Could you copy every one of the items below word for word, leaving the pictures out?

# Start of Data

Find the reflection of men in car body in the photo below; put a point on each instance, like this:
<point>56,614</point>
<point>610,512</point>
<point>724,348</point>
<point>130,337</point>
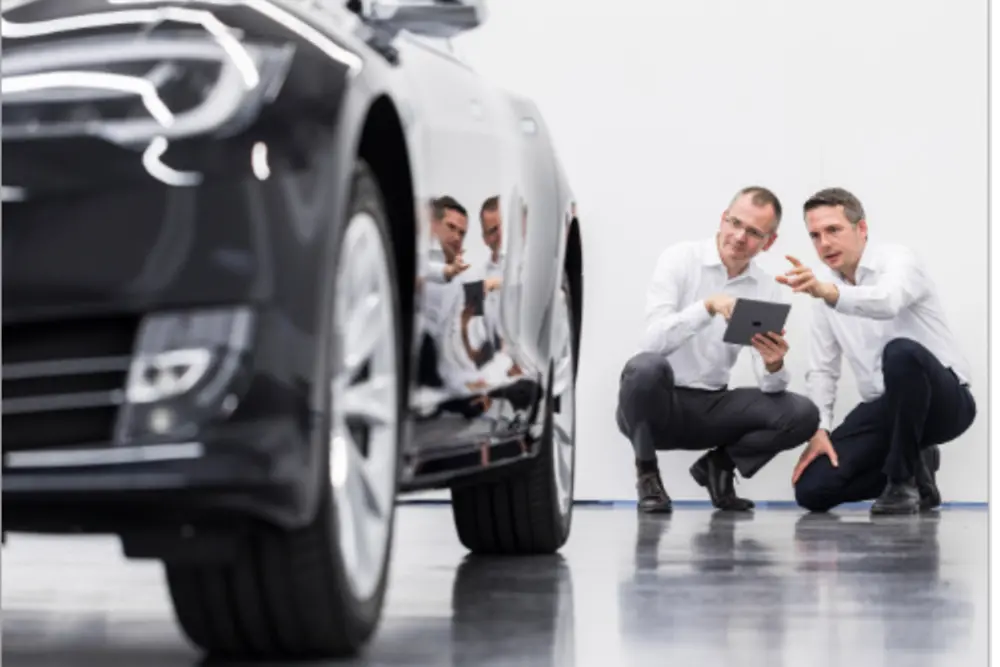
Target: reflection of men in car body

# End of Data

◆ Problem solution:
Find the reflection of men in car body in the photo below; put a point on each instance, like this:
<point>56,614</point>
<point>610,512</point>
<point>724,348</point>
<point>130,337</point>
Target: reflection of men in car body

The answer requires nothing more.